* Aim
Write out every line of the material below as a numbered list, skipping blank lines. Leave the pictures out of your answer.

* Data records
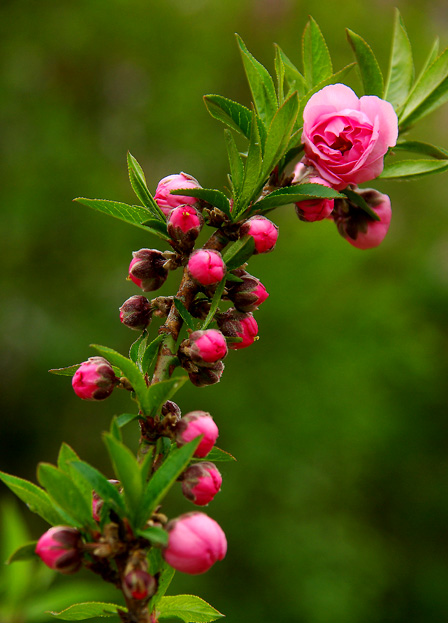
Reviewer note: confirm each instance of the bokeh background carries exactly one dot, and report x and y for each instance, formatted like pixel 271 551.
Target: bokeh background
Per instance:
pixel 336 511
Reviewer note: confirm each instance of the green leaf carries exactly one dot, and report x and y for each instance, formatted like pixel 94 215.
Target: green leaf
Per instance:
pixel 129 369
pixel 401 65
pixel 369 70
pixel 68 371
pixel 292 194
pixel 66 495
pixel 210 195
pixel 316 57
pixel 157 394
pixel 215 302
pixel 24 552
pixel 239 252
pixel 163 479
pixel 37 500
pixel 260 83
pixel 432 86
pixel 184 313
pixel 188 608
pixel 412 169
pixel 279 133
pixel 155 535
pixel 88 610
pixel 134 215
pixel 138 183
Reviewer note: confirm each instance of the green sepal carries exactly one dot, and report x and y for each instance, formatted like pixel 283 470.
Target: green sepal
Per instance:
pixel 188 608
pixel 369 70
pixel 37 500
pixel 316 57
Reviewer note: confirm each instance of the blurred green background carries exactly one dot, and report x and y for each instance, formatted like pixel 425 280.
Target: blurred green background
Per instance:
pixel 336 511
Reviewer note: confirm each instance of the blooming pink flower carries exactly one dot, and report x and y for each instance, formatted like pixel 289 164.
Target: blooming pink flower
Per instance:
pixel 356 226
pixel 94 379
pixel 201 482
pixel 263 231
pixel 346 137
pixel 58 548
pixel 194 424
pixel 196 542
pixel 206 266
pixel 163 197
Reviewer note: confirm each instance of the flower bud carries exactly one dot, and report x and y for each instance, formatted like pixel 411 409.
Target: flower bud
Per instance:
pixel 59 549
pixel 238 324
pixel 356 226
pixel 206 267
pixel 263 231
pixel 163 197
pixel 194 424
pixel 146 269
pixel 184 225
pixel 248 294
pixel 94 379
pixel 135 313
pixel 201 482
pixel 207 346
pixel 196 542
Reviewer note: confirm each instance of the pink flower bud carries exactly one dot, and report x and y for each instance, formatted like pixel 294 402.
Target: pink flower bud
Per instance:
pixel 195 543
pixel 237 324
pixel 206 266
pixel 163 197
pixel 194 424
pixel 135 313
pixel 201 482
pixel 59 549
pixel 247 295
pixel 356 226
pixel 207 346
pixel 263 231
pixel 94 379
pixel 146 269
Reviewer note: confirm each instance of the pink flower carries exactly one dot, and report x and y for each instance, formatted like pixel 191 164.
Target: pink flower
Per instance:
pixel 163 196
pixel 195 543
pixel 194 424
pixel 58 548
pixel 206 267
pixel 208 346
pixel 201 482
pixel 345 137
pixel 263 231
pixel 356 226
pixel 94 379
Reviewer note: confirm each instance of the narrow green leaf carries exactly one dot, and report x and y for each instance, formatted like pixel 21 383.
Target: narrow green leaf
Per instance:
pixel 239 252
pixel 401 65
pixel 210 195
pixel 138 183
pixel 24 552
pixel 433 78
pixel 412 169
pixel 155 535
pixel 369 70
pixel 188 608
pixel 185 314
pixel 134 215
pixel 215 302
pixel 156 395
pixel 163 479
pixel 316 57
pixel 37 500
pixel 260 83
pixel 88 610
pixel 66 494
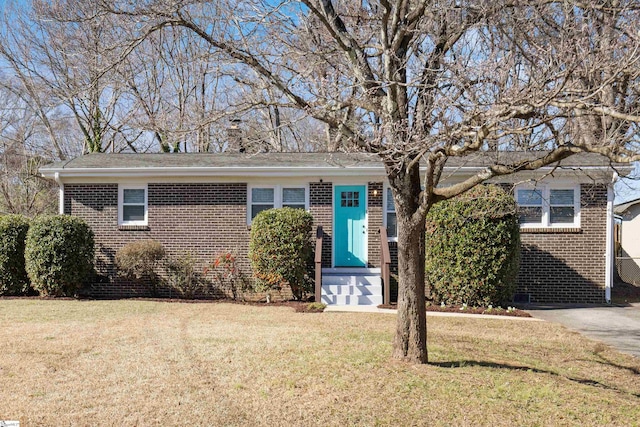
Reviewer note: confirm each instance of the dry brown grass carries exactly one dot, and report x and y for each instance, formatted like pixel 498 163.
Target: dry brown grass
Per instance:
pixel 154 363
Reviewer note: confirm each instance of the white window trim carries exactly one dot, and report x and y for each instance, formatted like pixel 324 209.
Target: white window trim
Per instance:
pixel 121 188
pixel 277 196
pixel 545 189
pixel 385 191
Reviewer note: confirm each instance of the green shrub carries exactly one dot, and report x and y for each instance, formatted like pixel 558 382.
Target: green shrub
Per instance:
pixel 59 254
pixel 473 248
pixel 13 275
pixel 280 250
pixel 140 260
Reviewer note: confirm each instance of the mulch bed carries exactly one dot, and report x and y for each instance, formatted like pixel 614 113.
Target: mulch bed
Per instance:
pixel 625 293
pixel 469 310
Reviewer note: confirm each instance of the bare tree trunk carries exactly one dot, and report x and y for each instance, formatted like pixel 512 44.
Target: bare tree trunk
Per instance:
pixel 410 342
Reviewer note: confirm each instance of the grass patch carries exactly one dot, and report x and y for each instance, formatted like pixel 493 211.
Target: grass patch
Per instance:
pixel 153 363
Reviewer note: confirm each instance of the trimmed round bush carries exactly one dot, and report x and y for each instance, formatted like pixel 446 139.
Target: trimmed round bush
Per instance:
pixel 473 248
pixel 280 249
pixel 13 275
pixel 59 254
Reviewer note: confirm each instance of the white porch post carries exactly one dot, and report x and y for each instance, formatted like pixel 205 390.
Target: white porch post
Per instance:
pixel 609 253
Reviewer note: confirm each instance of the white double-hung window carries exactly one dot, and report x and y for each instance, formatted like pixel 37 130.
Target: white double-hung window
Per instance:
pixel 549 205
pixel 261 198
pixel 132 205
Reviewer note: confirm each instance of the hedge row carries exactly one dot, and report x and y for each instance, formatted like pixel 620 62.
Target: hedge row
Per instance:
pixel 473 248
pixel 53 254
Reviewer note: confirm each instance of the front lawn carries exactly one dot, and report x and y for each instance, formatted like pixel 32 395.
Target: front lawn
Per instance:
pixel 66 362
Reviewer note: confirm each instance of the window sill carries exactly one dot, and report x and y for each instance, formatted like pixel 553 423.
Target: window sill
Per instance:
pixel 122 227
pixel 550 230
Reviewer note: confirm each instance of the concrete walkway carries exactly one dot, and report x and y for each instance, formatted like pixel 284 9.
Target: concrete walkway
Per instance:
pixel 615 325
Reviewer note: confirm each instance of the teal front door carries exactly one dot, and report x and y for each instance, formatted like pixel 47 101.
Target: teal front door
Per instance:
pixel 350 236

* Task response
1. Reviewer note: confirm each instance of the bokeh background carries exactly one dot, and report x and y for each instance, formatted like pixel 271 551.
2. Target: bokeh background
3. Per instance:
4. pixel 336 511
5. Reviewer note: confirm each instance of the green leaf carries exactly one dot, and report x and y for each instance, formatted like pixel 94 215.
6. Target: green leaf
7. Per instance:
8. pixel 129 369
9. pixel 401 65
10. pixel 369 70
11. pixel 68 371
12. pixel 292 194
13. pixel 66 495
14. pixel 210 195
15. pixel 316 57
16. pixel 157 394
17. pixel 215 302
18. pixel 24 552
19. pixel 239 252
20. pixel 163 479
21. pixel 37 500
22. pixel 260 83
23. pixel 432 86
24. pixel 184 313
25. pixel 188 608
26. pixel 412 169
27. pixel 279 133
28. pixel 155 535
29. pixel 88 610
30. pixel 134 215
31. pixel 138 183
32. Reviewer note: confirm each instance of the green sepal carries exactly one dot, and report x and y for each instance, formatted like pixel 283 470.
33. Target: green sepal
34. Per instance:
35. pixel 188 608
36. pixel 369 70
37. pixel 37 500
38. pixel 316 57
39. Reviewer note: confirm each instance of the blurred green background carries exactly one dot, and report x and y for each instance, formatted like pixel 425 280.
40. Target: blurred green background
41. Per instance:
42. pixel 336 511
43. Reviewer note: confirm each instance of the blooming pink flower carries exactly one dot, and report x and y for each instance, formatted like pixel 289 164.
44. Target: blooming pink flower
45. Per instance:
46. pixel 356 226
47. pixel 94 379
48. pixel 201 482
49. pixel 263 231
50. pixel 346 137
51. pixel 58 548
52. pixel 194 424
53. pixel 196 542
54. pixel 206 266
55. pixel 163 197
56. Reviewer note: confirm each instance of the flower bud carries exactly one dot, and report x and y for each instance, formatted like pixel 411 409.
57. Target: flower bud
58. Per instance:
59. pixel 59 549
60. pixel 238 324
61. pixel 356 226
62. pixel 206 267
63. pixel 263 231
64. pixel 163 197
65. pixel 194 424
66. pixel 146 269
67. pixel 184 225
68. pixel 248 294
69. pixel 94 379
70. pixel 135 313
71. pixel 201 482
72. pixel 207 346
73. pixel 196 542
74. Reviewer note: confirm each instance of the pink flower bud carries exactly one dot, and report x and y for each instance, formatted like pixel 294 402.
75. Target: pink flower bud
76. Per instance:
77. pixel 195 543
78. pixel 237 324
79. pixel 206 266
80. pixel 163 197
81. pixel 194 424
82. pixel 135 313
83. pixel 201 482
84. pixel 59 549
85. pixel 247 295
86. pixel 356 226
87. pixel 207 346
88. pixel 263 231
89. pixel 94 379
90. pixel 146 269
91. Reviewer note: confirm each instance of the pink flower carries exactly one dot, and report x and y for each instance, formatted like pixel 191 164.
92. Target: pink flower
93. Per instance:
94. pixel 163 196
95. pixel 195 543
96. pixel 194 424
97. pixel 58 548
98. pixel 206 267
99. pixel 208 346
100. pixel 201 482
101. pixel 345 137
102. pixel 263 231
103. pixel 356 226
104. pixel 94 379
105. Reviewer note: confirm each instance of the narrow green leaf carries exactly one dot, and report x and y for each instance, formatted like pixel 21 383.
106. Target: narrow green leaf
107. Per instance:
108. pixel 239 252
109. pixel 401 65
110. pixel 210 195
111. pixel 138 183
112. pixel 24 552
113. pixel 433 78
114. pixel 412 169
115. pixel 155 535
116. pixel 369 70
117. pixel 188 608
118. pixel 185 314
119. pixel 134 215
120. pixel 215 302
121. pixel 156 395
122. pixel 163 479
123. pixel 316 57
124. pixel 37 500
125. pixel 260 83
126. pixel 88 610
127. pixel 66 494
128. Reviewer note: confirm each instance of the dry brown grass carries exactly one dot, and report x and y for each instance, formatted like pixel 498 163.
129. Target: dry brown grass
130. Per instance:
131. pixel 154 363
132. Reviewer note: confirm each instance of the white window trim carries exactly one dot, and report x and y for each instance, formatted like pixel 324 209.
133. Target: white window trim
134. Per instance:
135. pixel 121 188
136. pixel 277 196
137. pixel 545 189
138. pixel 385 191
139. Reviewer note: confirm each instance of the green shrub carries exactly one dot, and report x and y for each instance, formatted like pixel 558 382.
140. Target: green shrub
141. Per instance:
142. pixel 59 254
143. pixel 473 248
144. pixel 13 275
145. pixel 280 250
146. pixel 140 260
147. Reviewer note: confirm each instance of the mulch bed carries exactly one dot, and report x and y for each instance, formatted like pixel 614 113.
148. Target: mulch bed
149. Per instance:
150. pixel 625 293
151. pixel 469 310
152. Reviewer note: confirm each instance of the bare tree trunk carries exactly one dot, and report x and y for each instance, formatted like pixel 512 44.
153. Target: bare tree trunk
154. Per instance:
155. pixel 410 342
156. Reviewer note: confirm each instance of the grass patch carries exactly one dot, and report x and y for each instance, formatted like pixel 493 211.
157. Target: grass patch
158. Per instance:
159. pixel 153 363
160. Reviewer note: confirm each instance of the trimmed round bush carries exactly one dot, and report x and y for each instance, formatted like pixel 446 139.
161. Target: trimmed round bush
162. Per instance:
163. pixel 473 248
164. pixel 280 249
165. pixel 13 275
166. pixel 59 254
167. Reviewer note: confirm each instance of the white porch post carries exactly one dot, and report x and y for each instance, formatted like pixel 205 390.
168. Target: white porch post
169. Per instance:
170. pixel 609 253
171. Reviewer note: confirm each instance of the white double-hung window carries exactly one dot, and report x and y for each instance, formatted like pixel 37 130.
172. Target: white double-hung window
173. Per instance:
174. pixel 549 205
175. pixel 261 198
176. pixel 132 205
177. Reviewer note: confirm each instance of the hedge row carries exactly one dot, and report x and y for each instance, formatted like pixel 620 62.
178. Target: hedge row
179. Per instance:
180. pixel 473 248
181. pixel 53 254
182. Reviewer note: confirm each instance of the front lawn carries exactly one dot, and report x and y for each instance, formatted like pixel 32 395.
183. Target: front lawn
184. Per instance:
185. pixel 66 362
186. Reviewer note: confirm each instance of the window sill carries exactly one dot, and report x and y for each instance, formatted like pixel 553 423.
187. Target: window sill
188. Per instance:
189. pixel 122 227
190. pixel 550 230
191. Reviewer note: confirm each instance of the concrete walkway carries exactly one dot, and report x and y for each instance, formatted like pixel 284 9.
192. Target: concrete walkway
193. Per instance:
194. pixel 615 325
195. Reviewer note: confirm each instance of the teal front door carries exactly one dot, and report x and y for each instance, formatted like pixel 47 101.
196. Target: teal front door
197. Per instance:
198. pixel 350 236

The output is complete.